--- start ---

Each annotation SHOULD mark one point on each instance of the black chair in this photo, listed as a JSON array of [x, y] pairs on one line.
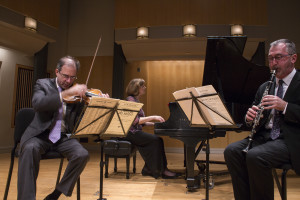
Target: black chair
[[23, 119], [282, 187], [118, 148]]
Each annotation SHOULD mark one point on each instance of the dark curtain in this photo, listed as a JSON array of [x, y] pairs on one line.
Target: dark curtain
[[40, 64], [118, 72]]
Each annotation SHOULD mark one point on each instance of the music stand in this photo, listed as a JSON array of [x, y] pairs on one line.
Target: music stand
[[109, 117], [210, 112]]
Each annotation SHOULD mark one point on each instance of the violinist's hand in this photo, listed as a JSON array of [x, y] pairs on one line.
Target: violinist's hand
[[104, 95], [272, 101], [157, 118], [75, 90], [251, 113]]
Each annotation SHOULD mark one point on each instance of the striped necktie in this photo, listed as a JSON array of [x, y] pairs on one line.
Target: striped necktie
[[275, 132], [55, 133]]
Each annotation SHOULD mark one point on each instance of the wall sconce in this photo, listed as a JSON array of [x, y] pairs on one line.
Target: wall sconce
[[189, 30], [236, 30], [30, 23], [142, 33]]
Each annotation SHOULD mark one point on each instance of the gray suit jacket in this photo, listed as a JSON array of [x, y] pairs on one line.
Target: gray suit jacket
[[290, 123], [46, 102]]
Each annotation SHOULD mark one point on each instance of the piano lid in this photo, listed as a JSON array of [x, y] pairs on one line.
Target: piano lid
[[235, 78]]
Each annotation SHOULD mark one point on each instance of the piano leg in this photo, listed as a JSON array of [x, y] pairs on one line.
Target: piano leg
[[207, 170]]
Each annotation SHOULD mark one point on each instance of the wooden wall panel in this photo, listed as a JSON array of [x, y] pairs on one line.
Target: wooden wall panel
[[101, 75], [135, 13], [46, 11]]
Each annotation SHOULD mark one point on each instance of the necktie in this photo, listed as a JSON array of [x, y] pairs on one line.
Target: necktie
[[55, 133], [276, 122]]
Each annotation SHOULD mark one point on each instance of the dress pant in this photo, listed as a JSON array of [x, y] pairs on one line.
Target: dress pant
[[29, 160], [251, 172], [151, 148]]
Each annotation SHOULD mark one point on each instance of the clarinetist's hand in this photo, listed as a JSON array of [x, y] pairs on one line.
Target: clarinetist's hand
[[251, 113], [272, 101]]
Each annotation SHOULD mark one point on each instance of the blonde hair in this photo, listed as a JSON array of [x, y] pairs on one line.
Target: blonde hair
[[134, 86]]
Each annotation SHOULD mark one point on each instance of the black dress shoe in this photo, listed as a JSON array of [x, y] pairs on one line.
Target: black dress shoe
[[148, 173], [171, 177], [48, 198]]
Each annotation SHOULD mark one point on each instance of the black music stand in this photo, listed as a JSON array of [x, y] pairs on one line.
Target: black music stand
[[202, 113], [99, 116]]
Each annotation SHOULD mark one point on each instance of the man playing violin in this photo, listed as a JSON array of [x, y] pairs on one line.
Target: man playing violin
[[52, 121]]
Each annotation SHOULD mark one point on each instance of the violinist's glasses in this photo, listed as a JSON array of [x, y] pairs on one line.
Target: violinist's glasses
[[277, 57], [65, 76]]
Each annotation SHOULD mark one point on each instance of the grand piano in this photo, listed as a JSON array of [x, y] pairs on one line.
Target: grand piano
[[236, 80]]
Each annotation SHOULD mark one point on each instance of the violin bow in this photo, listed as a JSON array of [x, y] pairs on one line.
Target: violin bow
[[87, 80]]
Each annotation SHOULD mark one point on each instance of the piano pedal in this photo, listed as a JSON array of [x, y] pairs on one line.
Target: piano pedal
[[211, 183], [201, 167]]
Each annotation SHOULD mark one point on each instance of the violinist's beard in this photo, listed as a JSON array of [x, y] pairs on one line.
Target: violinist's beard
[[65, 85]]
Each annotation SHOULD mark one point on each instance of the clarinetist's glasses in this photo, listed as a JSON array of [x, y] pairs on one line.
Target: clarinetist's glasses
[[277, 57]]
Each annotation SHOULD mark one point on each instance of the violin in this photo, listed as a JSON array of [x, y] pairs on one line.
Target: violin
[[88, 95], [91, 92]]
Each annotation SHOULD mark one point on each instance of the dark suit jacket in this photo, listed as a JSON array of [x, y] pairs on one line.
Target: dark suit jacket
[[46, 102], [290, 123]]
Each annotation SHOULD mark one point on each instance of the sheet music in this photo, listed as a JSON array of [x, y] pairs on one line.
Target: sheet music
[[186, 105], [127, 111], [104, 116], [221, 116], [97, 107], [210, 104]]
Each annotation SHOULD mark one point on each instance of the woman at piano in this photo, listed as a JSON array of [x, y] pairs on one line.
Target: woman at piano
[[151, 147]]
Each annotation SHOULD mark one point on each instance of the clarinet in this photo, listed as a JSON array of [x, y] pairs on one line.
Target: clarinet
[[259, 113]]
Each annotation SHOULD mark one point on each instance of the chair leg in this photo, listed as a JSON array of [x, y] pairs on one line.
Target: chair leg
[[283, 185], [106, 165], [78, 188], [12, 161], [277, 181], [59, 171], [134, 162], [127, 166], [116, 164]]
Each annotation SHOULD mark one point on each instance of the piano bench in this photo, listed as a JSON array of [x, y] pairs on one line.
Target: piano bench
[[115, 148]]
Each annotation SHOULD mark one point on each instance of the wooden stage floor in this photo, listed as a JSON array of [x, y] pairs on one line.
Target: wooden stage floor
[[138, 187]]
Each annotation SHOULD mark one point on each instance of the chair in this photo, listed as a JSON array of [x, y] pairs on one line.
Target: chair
[[23, 119], [282, 187], [117, 148]]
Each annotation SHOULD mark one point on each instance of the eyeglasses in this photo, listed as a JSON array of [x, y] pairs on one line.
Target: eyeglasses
[[277, 57], [65, 76]]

--- end ---

▶ WORK TO BE COMPLETED
Rewrite all of the records above, replacing "SHOULD" with "MUST" everywhere and changing nothing else. Leave the pictures out.

▶ WRITTEN RESPONSE
Each annotation MUST mark one point on each instance of the black chair in this photo, listed as a JSON array of [x, y] pairs on one line.
Target: black chair
[[23, 119], [282, 187], [118, 148]]
Each annotation MUST mark one point on each instance of the dark curtain in this photo, listed as a JSON array of [x, y] pairs on one line.
Target: dark curtain
[[40, 64], [118, 72]]
Each annotation MUST mark one point on each instance of the music stand in this photo, listed as a JSON array of [x, y] pairs on one line.
Target: music stand
[[109, 117], [210, 112]]
Each annotation MUST mark one point on each instance of the violinist's hand in this photo, listed as a JSON array of [x, y] pairs on one line.
Target: violinist's hand
[[104, 95], [272, 101], [157, 118], [75, 90], [251, 113]]
Each annotation MUST mark one point on each instance of the striped necktie in this photo, listed as a JSON array of [x, y] pairs on one line.
Target: striped necktie
[[275, 132], [55, 133]]
Each annotation MUST mark one point on each instance of the wall sconce in this photo, listed as a JSON array of [x, y] pairs on one line.
Target: wall sconce
[[189, 30], [236, 30], [30, 23], [142, 33]]
Each annotation MUST mark one point on each instance of the gray suit jacket in this photo, listed as a JSON array of [x, y] pairs on one line.
Target: gray suit jacket
[[290, 123], [46, 102]]
Each annotation MUST mark one point on each instance of the piano lid in this photo, listed as a JSON array of [x, y] pairs on one line.
Target: piano lid
[[235, 78]]
Each annotation MUST mark one point on each instance of the piano leg in this photo, listed as a JSON array of [x, y] pairs on one line.
Target: piano leg
[[207, 170]]
Each annotation MUST mark one point on each instance of the wooden wall panel in this photo, listed as a JSON array of [x, y] pairs on one line.
Target: wooden wall panel
[[101, 75], [135, 13], [46, 11]]
Each annotation MUST mark one point on each instance of the necktie in this photo, listed as a JSON array of [x, y] pairs on one line.
Target: necktie
[[55, 133], [276, 122]]
Each annotation MUST mark one point on each instance of the dress pant in this photo, listed as a JSON array of [x, y] pairs on one line.
Target: dress pant
[[29, 160], [251, 172], [151, 148]]
Each annotation MUST mark one point on each instance of the clarinetist's hand in this photo, listed as a JSON array of [x, y] pairs on one line.
Target: clarinetist's hand
[[251, 113], [272, 101]]
Each annotation MUST mark one point on each instance of the blonde hair in this photo, listed as a JSON array of [x, y] pairs on one line.
Target: blonde hair
[[134, 86]]
Each annotation MUST mark one point on each instance of the black dress shoe in this photo, listed as a JSON array of [x, y] pairs on one line.
Target: black dress shoe
[[148, 173], [171, 177], [48, 198]]
Each annotation MUST mark one point on each instance of the black music stand in this photo, listed as a JSON array of [x, y] pairs on one line.
Target: black music stand
[[202, 113], [99, 116]]
Each annotation MUST mark one point on each instance of the man playing violin in this photo, listed as a JSON array of [x, y] pairs on one line.
Target: man playing violin
[[52, 121]]
Each annotation MUST mark one point on each instance of the violinist's glasses in this photo, listed as a JSON array of [x, y] pairs on one line.
Target: violinist's glasses
[[277, 57], [65, 76]]
Each annotation MUST mark one point on each instance of the grand piano in this photo, listed as a JSON array of [x, y] pairs on one line.
Target: grand piano
[[236, 80]]
Each annotation MUST mark one point on each instance of the violin bow in this photo, listed as a JSON array of [x, y] pairs on one line.
Target: violin bow
[[87, 80]]
Each annotation MUST mark one point on each instance of the piano pedal in this photo, listed as a JSON array of [x, y] pairs on one line.
Target: piano pedal
[[211, 183], [201, 167]]
Each annotation MUST mark one point on each instance of the violinist's beard in this photo, listed as a JSON array of [x, y] pairs on one line.
Target: violinist's beard
[[65, 85]]
Each annotation MUST mark one point on each instance of the clarinetist's glasses in this photo, listed as a JSON array of [x, y] pairs on one line.
Target: clarinetist's glasses
[[277, 57]]
Each annotation MUST mark one point on each instance of the violin in this photo, listed as a JSON array of [x, y] pairs on one line.
Target: violin
[[88, 95], [91, 92]]
Each annotation MUST mark one point on each instance of the dark suit jacket in this photo, listed as a JSON array of [x, y] pairs on one line.
Target: dark suit jacket
[[46, 102], [290, 123]]
Each annotation MUST mark one point on each instance of the sheet music in this photo, listed as a JSON array of [x, y] pairs on one line.
Target: sheet music
[[186, 105], [127, 111], [104, 116], [221, 116], [97, 107], [210, 104]]
Each annotation MUST mark one point on each instance of the woman at piano in this photo, listed as a JSON array of [x, y] pairs on one line.
Target: woman at piano
[[151, 147]]
Each annotation MUST mark one point on each instance of the clarinet in this photo, listed as a JSON array of [x, y] pairs on one line.
Target: clarinet
[[259, 113]]
Each annotation MUST mark one point on each instance of the chair leg in this photo, listed as a JSON array of [x, y] pairs on one line.
Target: chair leg
[[283, 185], [106, 165], [78, 188], [12, 161], [277, 181], [59, 171], [134, 162], [127, 166], [116, 164]]
Each annotation MUST mark one point on each instance of the piano bench in this photo, listed as a JSON array of [x, y] pairs on one line.
Target: piano bench
[[115, 148]]
Each annotation MUST mark one point on each instance of the wooden stage floor in this photo, listed as a JSON array of [x, y] pairs on one line.
Target: wooden stage floor
[[138, 187]]
Each annotation MUST mark one point on each instance of the chair in this photo, listed as a JSON array of [x, y] pairs on one line.
Target: chair
[[23, 119], [282, 187], [117, 148]]
Each annotation MUST mark one point on each instance of the eyeglasses in this photo, listed as a JSON array of [x, y] pairs on one line.
Target: eyeglasses
[[277, 57], [65, 76]]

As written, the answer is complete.